> _Exercise_
In the article on North Carolina's lawsuit against JUUL, what share of the e-cigarette market does JUUL own?

> _Extracted text_
North Carolina files lawsuit against e-cigarette maker JUUL

North Carolina Attorney General Josh Stein filed a 10 page lawsuit Wednesday against e-cigarette maker JUUL. Stein says the company has specifically targeted advertising to young people and misrepresented the danger of nicotine in the product.

"JUUL created and spread the disease, the disease of an addiction among North Carolina teenagers,” said Attorney General Stein.

The number of high school students using e-cigarettes has increased by 78% nationwide.  It's part of the reason why Attorney General Stein is filing a lawsuit against JUUL, which owns 75 percent of the e-cigarette market.

"My brother is in high school currently. A lot of the times he has told me the teachers have essentially banned bathroom time because they are worried about kids JUULing in the bathroom,” said Kate Claesson from Charlotte.

North Carolina is the first state to file a lawsuit against JUUL. Some parents wonder why the lawsuit took so long.

 

"I had 3 [kids] that went through high school and I was told the teachers aren't even aware that they can take a hit on a JUUL when they turn their back to the kids,” said Jeff Mulloy from Charlotte.

> _Recorded information_
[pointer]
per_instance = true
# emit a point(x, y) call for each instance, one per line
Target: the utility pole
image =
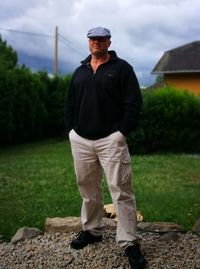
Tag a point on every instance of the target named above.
point(56, 53)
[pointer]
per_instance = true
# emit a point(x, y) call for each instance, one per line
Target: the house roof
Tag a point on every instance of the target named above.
point(184, 59)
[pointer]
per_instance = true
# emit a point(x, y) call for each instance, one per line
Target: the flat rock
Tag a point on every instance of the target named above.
point(196, 227)
point(72, 224)
point(63, 225)
point(171, 236)
point(25, 233)
point(159, 226)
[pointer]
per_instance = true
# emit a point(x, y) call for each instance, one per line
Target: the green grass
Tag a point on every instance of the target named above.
point(37, 181)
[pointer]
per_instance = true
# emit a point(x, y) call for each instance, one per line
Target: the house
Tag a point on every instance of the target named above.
point(180, 67)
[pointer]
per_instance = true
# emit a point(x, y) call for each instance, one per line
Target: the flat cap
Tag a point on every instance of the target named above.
point(99, 32)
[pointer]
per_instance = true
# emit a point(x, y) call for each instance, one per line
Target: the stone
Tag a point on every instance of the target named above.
point(110, 223)
point(171, 236)
point(25, 233)
point(159, 226)
point(63, 225)
point(196, 227)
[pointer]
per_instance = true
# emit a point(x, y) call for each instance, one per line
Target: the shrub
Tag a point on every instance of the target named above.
point(170, 121)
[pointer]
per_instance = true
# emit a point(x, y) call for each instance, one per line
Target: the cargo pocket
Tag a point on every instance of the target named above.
point(125, 167)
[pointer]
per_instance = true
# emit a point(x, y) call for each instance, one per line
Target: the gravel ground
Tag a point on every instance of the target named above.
point(52, 251)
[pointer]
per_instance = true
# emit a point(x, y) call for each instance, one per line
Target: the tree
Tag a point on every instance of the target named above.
point(8, 57)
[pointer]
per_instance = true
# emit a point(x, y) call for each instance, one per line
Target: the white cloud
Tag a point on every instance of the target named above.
point(141, 30)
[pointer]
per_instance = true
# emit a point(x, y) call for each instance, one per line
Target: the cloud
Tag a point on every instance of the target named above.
point(141, 30)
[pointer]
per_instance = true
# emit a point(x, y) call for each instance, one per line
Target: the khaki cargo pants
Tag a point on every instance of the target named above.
point(91, 158)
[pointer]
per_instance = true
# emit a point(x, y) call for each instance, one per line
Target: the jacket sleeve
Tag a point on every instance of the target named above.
point(132, 100)
point(69, 108)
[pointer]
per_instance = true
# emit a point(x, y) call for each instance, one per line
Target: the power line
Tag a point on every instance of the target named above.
point(63, 39)
point(26, 33)
point(69, 44)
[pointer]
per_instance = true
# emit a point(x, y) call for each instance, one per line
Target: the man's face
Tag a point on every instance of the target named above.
point(99, 45)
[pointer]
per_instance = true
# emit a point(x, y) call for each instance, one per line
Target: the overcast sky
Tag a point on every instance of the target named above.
point(142, 30)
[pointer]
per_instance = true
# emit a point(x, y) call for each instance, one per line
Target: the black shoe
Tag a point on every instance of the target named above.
point(84, 238)
point(135, 257)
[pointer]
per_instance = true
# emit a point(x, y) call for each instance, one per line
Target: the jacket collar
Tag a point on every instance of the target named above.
point(112, 53)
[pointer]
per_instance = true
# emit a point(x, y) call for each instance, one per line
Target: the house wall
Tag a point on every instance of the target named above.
point(190, 82)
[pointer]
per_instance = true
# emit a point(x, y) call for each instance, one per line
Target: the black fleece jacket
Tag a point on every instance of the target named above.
point(98, 104)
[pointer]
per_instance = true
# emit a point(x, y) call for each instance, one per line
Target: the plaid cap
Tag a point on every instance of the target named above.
point(99, 32)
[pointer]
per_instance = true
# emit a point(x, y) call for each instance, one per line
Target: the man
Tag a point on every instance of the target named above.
point(102, 106)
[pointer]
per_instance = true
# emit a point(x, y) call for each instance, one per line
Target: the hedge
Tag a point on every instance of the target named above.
point(170, 121)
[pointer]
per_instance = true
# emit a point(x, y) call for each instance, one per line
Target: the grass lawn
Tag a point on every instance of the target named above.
point(37, 181)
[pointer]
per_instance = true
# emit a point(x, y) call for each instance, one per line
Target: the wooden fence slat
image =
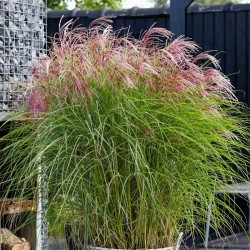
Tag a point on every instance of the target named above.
point(230, 47)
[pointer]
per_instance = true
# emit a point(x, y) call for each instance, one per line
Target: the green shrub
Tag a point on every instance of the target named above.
point(134, 137)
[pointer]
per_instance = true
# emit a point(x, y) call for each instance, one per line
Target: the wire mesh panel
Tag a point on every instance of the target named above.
point(22, 43)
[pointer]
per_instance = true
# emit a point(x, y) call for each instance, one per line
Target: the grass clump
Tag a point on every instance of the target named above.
point(134, 136)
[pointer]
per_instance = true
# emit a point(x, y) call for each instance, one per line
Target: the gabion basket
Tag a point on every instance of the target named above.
point(22, 43)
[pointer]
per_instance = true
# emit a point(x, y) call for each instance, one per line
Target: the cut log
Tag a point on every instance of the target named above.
point(10, 241)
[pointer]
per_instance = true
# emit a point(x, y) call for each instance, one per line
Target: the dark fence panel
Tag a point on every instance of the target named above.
point(222, 29)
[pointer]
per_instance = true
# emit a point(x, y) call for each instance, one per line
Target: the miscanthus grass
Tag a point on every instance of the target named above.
point(134, 135)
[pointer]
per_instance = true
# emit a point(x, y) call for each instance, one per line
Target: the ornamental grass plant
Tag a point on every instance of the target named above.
point(134, 136)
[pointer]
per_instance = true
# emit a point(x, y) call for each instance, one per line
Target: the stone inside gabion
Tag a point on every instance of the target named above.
point(22, 43)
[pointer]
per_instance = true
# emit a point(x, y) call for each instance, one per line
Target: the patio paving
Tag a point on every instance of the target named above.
point(234, 242)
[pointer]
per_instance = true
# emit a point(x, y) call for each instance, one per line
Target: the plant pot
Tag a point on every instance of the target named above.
point(101, 248)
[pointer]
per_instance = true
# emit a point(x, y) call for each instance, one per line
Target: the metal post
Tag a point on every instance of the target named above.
point(178, 16)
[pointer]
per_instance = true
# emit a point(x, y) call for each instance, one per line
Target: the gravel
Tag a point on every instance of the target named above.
point(22, 43)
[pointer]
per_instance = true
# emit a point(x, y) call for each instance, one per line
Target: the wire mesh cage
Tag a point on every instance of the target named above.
point(22, 43)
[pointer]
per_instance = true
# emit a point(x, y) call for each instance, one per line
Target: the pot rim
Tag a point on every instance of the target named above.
point(104, 248)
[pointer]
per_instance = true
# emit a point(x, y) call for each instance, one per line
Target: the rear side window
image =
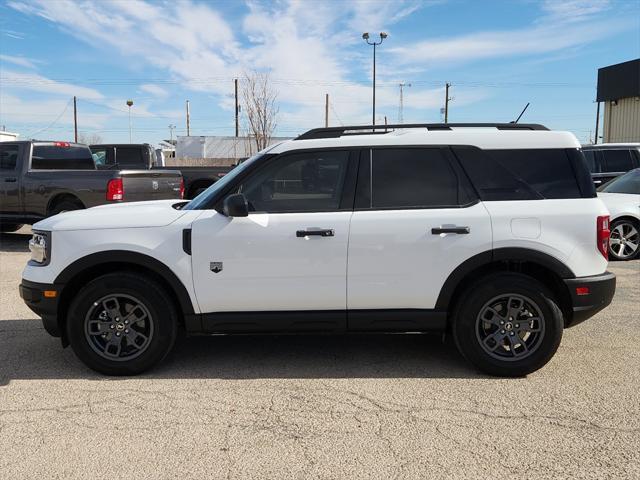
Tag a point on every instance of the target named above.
point(8, 157)
point(617, 160)
point(129, 157)
point(396, 178)
point(627, 183)
point(52, 157)
point(526, 174)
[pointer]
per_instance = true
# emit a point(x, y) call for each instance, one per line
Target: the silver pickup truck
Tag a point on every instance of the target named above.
point(40, 179)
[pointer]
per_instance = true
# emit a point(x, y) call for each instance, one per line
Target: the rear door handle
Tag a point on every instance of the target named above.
point(451, 229)
point(327, 232)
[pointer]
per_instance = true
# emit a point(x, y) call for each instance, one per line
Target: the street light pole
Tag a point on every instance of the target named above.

> _Your solution_
75 percent